Goal of the exercise:
Repeat exactly the lines below that lie between the line with "Return one point per instance of the dry" and the line with "pixel 340 71", counting both of those lines as part of the answer.

The data:
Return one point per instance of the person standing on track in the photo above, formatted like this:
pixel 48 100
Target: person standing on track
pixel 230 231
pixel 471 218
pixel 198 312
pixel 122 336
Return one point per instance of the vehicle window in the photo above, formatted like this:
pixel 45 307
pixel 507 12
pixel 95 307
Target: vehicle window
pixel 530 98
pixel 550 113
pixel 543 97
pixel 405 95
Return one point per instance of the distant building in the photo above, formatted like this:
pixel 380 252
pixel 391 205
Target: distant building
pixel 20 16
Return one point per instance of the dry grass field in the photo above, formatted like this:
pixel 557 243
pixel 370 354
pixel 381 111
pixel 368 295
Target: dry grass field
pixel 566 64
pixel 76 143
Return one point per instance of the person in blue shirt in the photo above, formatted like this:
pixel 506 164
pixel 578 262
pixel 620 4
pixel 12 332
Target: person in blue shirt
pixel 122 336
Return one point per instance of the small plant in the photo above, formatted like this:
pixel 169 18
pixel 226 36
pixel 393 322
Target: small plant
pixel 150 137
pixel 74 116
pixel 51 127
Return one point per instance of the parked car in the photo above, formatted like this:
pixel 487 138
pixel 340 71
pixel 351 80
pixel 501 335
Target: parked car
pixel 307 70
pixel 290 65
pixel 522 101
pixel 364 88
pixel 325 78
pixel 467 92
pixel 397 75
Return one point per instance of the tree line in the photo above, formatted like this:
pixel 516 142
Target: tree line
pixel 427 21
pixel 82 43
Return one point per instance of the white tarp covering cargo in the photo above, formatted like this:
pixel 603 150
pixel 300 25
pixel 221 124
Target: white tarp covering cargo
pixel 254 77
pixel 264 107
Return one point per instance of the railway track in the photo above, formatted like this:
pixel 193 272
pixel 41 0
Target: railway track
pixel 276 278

Reply:
Return one point per instance of the dry grass field in the photo above, formatted like this:
pixel 557 243
pixel 370 354
pixel 381 111
pixel 368 295
Target: dry grass field
pixel 566 64
pixel 76 143
Return one point per instance of the person in blue shirt in the photo above, formatted like this:
pixel 506 164
pixel 578 262
pixel 620 4
pixel 12 332
Target: person in blue shirt
pixel 122 336
Return one point per instance of the small plant in the photo above, formatted like this:
pixel 169 18
pixel 226 36
pixel 393 322
Target: small plant
pixel 150 137
pixel 74 116
pixel 51 127
Return one point per instance of the parked car in the photo above, formatted like this:
pixel 487 138
pixel 340 71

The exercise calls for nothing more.